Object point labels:
________________________
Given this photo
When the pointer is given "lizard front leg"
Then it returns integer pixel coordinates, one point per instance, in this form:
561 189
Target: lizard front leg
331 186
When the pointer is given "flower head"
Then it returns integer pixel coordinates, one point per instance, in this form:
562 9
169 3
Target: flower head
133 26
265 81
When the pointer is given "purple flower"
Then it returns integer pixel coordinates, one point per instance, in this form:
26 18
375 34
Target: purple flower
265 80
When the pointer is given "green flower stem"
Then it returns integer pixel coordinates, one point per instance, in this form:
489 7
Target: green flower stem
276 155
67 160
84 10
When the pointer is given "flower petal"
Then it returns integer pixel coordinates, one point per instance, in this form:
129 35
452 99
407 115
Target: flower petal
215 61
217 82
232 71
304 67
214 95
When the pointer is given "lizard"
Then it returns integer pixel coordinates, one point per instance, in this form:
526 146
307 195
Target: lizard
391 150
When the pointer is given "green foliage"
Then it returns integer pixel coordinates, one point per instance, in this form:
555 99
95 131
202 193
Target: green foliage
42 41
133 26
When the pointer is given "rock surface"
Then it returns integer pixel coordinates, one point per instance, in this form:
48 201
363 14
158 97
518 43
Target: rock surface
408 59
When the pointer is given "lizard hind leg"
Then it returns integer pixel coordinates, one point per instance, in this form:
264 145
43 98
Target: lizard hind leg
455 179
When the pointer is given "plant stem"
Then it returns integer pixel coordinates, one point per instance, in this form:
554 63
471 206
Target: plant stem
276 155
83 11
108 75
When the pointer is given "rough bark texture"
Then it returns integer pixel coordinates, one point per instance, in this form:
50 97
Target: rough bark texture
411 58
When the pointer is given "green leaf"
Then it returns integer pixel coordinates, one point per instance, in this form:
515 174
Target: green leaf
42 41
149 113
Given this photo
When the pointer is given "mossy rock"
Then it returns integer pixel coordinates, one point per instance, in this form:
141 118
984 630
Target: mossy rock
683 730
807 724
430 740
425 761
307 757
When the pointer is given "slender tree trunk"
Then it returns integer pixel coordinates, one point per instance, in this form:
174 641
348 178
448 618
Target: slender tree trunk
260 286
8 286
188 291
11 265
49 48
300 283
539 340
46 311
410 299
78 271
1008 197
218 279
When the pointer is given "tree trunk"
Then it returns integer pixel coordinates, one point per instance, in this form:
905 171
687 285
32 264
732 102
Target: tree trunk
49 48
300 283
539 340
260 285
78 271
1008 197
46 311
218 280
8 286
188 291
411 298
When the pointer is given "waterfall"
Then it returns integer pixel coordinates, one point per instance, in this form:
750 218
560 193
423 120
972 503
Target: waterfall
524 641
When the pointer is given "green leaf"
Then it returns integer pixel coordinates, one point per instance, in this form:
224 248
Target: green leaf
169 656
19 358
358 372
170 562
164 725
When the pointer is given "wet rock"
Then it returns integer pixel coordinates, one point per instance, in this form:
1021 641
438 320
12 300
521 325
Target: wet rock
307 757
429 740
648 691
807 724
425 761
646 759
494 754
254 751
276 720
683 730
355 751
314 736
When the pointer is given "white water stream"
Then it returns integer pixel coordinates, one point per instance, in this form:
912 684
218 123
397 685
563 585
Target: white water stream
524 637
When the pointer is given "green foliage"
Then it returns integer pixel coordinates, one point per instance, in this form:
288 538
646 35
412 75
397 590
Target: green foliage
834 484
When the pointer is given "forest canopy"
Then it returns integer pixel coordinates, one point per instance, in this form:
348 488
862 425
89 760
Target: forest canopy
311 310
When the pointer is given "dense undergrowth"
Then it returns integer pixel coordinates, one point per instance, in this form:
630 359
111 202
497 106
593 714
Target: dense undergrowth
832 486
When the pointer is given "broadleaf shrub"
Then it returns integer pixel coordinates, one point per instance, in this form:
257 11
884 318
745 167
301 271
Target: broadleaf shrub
________________________
● **Given problem**
Repeat back the data above, exact to the last character.

● **Full response**
Given this photo
When the pointer is given "lizard front leg"
Then it returns integer pixel coordinates, one point per instance, in this form:
561 189
Target: lizard front leg
331 186
When the pointer is given "flower head"
Then it returns integer pixel coordinates, one point per instance, in this form:
562 9
169 3
Target: flower head
133 26
265 81
When the pointer is given "purple flower"
Then it returns integer pixel coordinates, one point per instance, in this form:
26 18
375 34
Target: purple flower
265 80
When the pointer is given "green flower stem"
Then it returns integer pixel coordinates, one point per instance, in this form:
489 7
Target: green flower stem
276 155
67 160
84 10
When the pointer is given "flower petal"
Then it returns integer pixel coordinates, one point per instance, in this form:
129 35
452 99
407 115
Target: flower petal
215 61
217 82
232 71
304 67
214 95
When the pointer is given "lizard"
Then it returns integer pixel coordinates, one point per instance, in this form:
526 146
307 195
Target: lizard
391 150
When the pointer is given "green foliage"
Then it returns integer pixel coordinates, one point per instance, in this form:
555 99
95 131
202 193
Target: green foliage
42 41
133 26
When the pointer is given "rock surface"
Then it returns integer pixel coordinates, one point per instance, in this form:
48 201
363 14
158 97
518 43
Target: rock surface
408 59
When the pointer is given "lizard hind leg"
Then it returns integer pixel coordinates, one point per instance, in this form:
264 145
43 98
Target: lizard hind leg
455 179
When the pointer is given "plant stem"
Then it returns integer pixel coordinates, one point per instance, in this form:
554 63
471 206
Target: plant stem
276 155
83 11
108 75
When the pointer is given "rough bark texture"
Then it returns integer pixel coordinates, one point per instance, in this form:
50 97
Target: rough bark texture
411 58
When the pointer is given "green leaf"
Then it returns integer pixel coordinates, one point per instance, in this form:
515 174
Target: green leaf
42 41
149 113
Given this photo
When the pointer is given "mossy rock"
Then it returns integer pixel coordinates, one point per instance, in this form:
141 118
984 630
Target: mossy rock
683 730
807 724
430 740
425 761
307 757
When the pointer is given "slender tree trunk"
Then it returns integer pixel coordinates, one point per instance, in this form:
174 641
348 178
448 618
Target: slender tree trunk
260 286
8 286
188 291
11 265
49 48
300 283
539 340
46 311
410 299
78 271
1008 197
218 279
When the pointer is given "tree trunk"
Then it returns integer pixel coordinates, one point per instance, in this form:
905 171
687 285
32 264
732 102
Target: tree trunk
49 48
300 283
539 340
260 285
78 271
1008 197
46 311
218 280
8 286
188 291
411 298
When the pointer is given "waterfall"
Then it returns integer pixel coordinates, one point per instance, in this form:
750 218
560 193
423 120
972 503
Target: waterfall
524 641
When the pointer is given "green leaf"
Then it returns integer pixel coordinates, one point per instance, in this form:
224 248
Target: green leaf
169 656
19 358
358 372
170 562
164 725
When the pointer is given "wet rock"
Then it returns integer pixel coordinates, one point per instance, in this form:
1021 641
438 320
12 300
521 325
Target: wet rock
307 757
429 740
648 691
807 724
425 761
646 759
494 754
254 751
276 720
683 730
355 751
314 736
When the pointer is given "white water stream"
Then it returns integer pixel coordinates, one point per instance, in this form:
912 684
218 123
397 685
563 585
Target: white water stream
524 637
When the pointer is given "green foliage"
Then it returns integer pixel coordinates, one point per instance, in this form:
288 538
646 35
412 75
397 590
Target: green foliage
834 484
When the pointer is given "forest canopy"
Then it returns integer pixel coordinates, one point per instance, in this form:
348 488
862 425
89 760
Target: forest canopy
311 310
When the pointer is given "dense undergrowth"
Then it returns integer pixel coordinates, one point per instance, in this form:
630 359
111 202
497 106
593 714
Target: dense undergrowth
832 486
When the pointer is given "broadleaf shrub"
Then it returns integer pixel coordinates, one point per instance, in this form:
257 11
884 318
745 167
301 271
Target: broadleaf shrub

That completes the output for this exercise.